## REQUIRED WORK
What you return should match the records below exactly.

## TASK DATA
------------

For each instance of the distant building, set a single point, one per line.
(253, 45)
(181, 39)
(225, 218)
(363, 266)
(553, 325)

------------

## WRITTEN REPLY
For each instance of the distant building, set a single point, one per line.
(253, 45)
(181, 39)
(225, 218)
(363, 266)
(553, 325)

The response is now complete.